## About this exercise
What is needed is an exact copy of the entries below, from the line that contains "Please put a point on the white baseboard" through the final line, both included, and nothing else.

## Exercise data

==================================================

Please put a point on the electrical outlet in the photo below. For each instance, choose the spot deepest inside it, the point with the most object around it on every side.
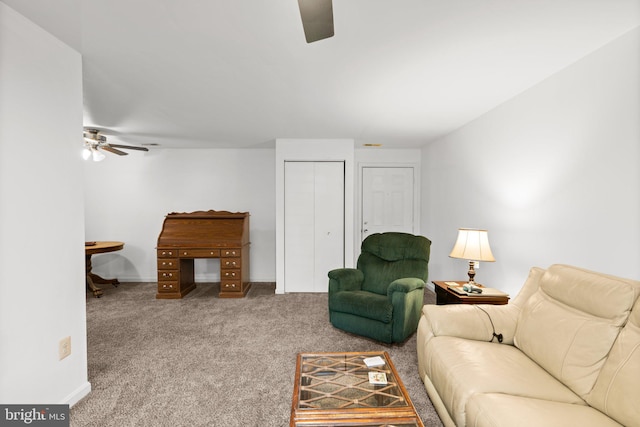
(64, 347)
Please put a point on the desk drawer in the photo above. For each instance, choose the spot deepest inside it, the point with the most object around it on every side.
(168, 287)
(225, 253)
(167, 253)
(167, 263)
(230, 274)
(230, 262)
(167, 275)
(199, 253)
(230, 286)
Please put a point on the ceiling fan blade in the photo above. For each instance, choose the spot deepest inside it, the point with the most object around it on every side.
(112, 150)
(129, 147)
(317, 19)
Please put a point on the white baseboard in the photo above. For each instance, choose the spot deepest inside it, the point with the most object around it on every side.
(79, 394)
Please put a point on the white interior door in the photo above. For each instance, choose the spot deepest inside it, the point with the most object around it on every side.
(314, 224)
(387, 200)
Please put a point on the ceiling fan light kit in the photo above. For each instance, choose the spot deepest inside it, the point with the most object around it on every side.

==================================================

## Expected output
Please put a point on the white baseboard in the photo above. For each instance, choose the spot deepest inside it, the point with the most object around it on every side.
(79, 394)
Please put a point on the white interior door in the photo above. For each instance, choose the spot deepest inside it, the point with the most object around it on every side.
(314, 224)
(387, 200)
Please put a point on the ceiling fan light kit in the photo above. For each instance, choose the spot deepest inside it, the point with the most object around it on every side.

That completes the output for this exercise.